EXCERPTED TEXT
'''
# It is stinging nettle time!



## Emerald (Jun 14, 2010)

Was just out limping around the garden and yard and noted that the stinging nettles are out and now is a prime time to harvest for eating and for tea. The cat nip is also getting nice right now.

Just remember that when stinging nettle starts getting bigger and older it is not as good for you to eat as it forms a type of crystal in the the plant that can bother some folks who have gout or problems with urinary cysts.
Once it gets older I do cut it and dry it for my chickens in the winter.. I just take a bunch and soak it in a bit of hot water and put it in the chickens watering dish in the winter.. adds nice minerals and vitamins for them. they love it..


----------



## PamsPride (Dec 21, 2010)

I just bought some Stinging Nettle seeds from MPS last week! I can't wait to grow them!


----------



## Gypsyshome (Apr 21, 2011)

Hi guys, I raise rabbits and stinging nettle is a wonder drug for them...just remember the "stinging" part  let them wilt awhile.


----------



## JoKing (Mar 11, 2012)

Emerald said:


> Was just out limping around the garden and yard and noted that the stinging nettles are out.....


I don't want to hear about it. It snowed here today.


----------



## kappydell (Nov 27, 2011)

cream of nettle soup was one of the first wild edibles i ever ate - YUM.


----------



## md1911 (Feb 9, 2012)

kappydell said:


> cream of nettle soup was one of the first wild edibles i ever ate - YUM.


May I ask how you make it. I would like to try it.


----------



## kappydell (Nov 27, 2011)

md1911 said:


> May I ask how you make it. I would like to try it.


CREAM OF GREENS SOUP - 4 servings
The first time I ate nettles, they were in this soup. They were delicious!
1/3 c butter
1/3 c minced onions
1/3 c flour
1 tsp salt
1/4 tsp pepper
1/8 tsp nutmeg
4 1/2 cups milk
4 c fresh greens, washed well, and chopped
In a 3 qt pot, sauté onion in butter until soft. Stir in flour until smooth; add salt, pepper and nutmeg. Blend in the milk. Cook, stirring constantly over medium heat until bubbly and thick; keep stirring for 1 additional minute after it bubbles. Stir in greens; cook and stir one minute. Remove from heat and serve. 4 servings.

Wish I had a good nettle patch closer to the house....,.


----------



## md1911 (Feb 9, 2012)

kappydell said:


> CREAM OF GREENS SOUP - 4 servings
> The first time I ate nettles, they were in this soup. They were delicious!
'''
TASKS TO PERFORM
A. Answer these questions from the stinging nettle thread, one per line:
(i) What does Emerald put in the chickens' watering dish in winter?
(ii) What animals does Gypsyshome raise?
(iii) How much milk does the cream of greens soup call for?
B. Revise the stinging nettle thread from "## Gypsyshome (Apr" down to "(Mar 11, 2012)", replacing "rabbits" with "goats".
The lines that come after the thread are separate material.

DATA
'''
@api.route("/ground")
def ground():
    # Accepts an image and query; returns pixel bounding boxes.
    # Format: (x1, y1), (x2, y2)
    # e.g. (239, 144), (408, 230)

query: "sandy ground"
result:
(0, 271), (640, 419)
'''
WORKED ANSWERS
A.
(i) A bunch of dried older stinging nettle, soaked in a bit of hot water.
(ii) Rabbits.
(iii) 4 1/2 cups.

B.
## Gypsyshome (Apr 21, 2011)

Hi guys, I raise goats and stinging nettle is a wonder drug for them...just remember the "stinging" part  let them wilt awhile.


----------



## JoKing (Mar 11, 2012)